→ **OBJECTIVE**:
Convert the entries below into a JSON list of strings with one string per line, omitting blank lines and leaving the pictures out.

→ **RECORDS FOR THE TASK**:
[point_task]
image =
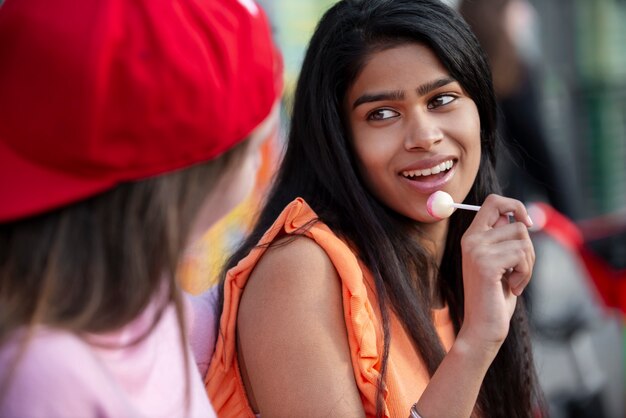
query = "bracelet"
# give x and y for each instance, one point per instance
(413, 412)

→ **TASK SOLUTION**:
[
  "[point_task]",
  "image =",
  "query = \"bracelet\"",
  "# give x and y for each instance, one point per instance",
  "(413, 412)"
]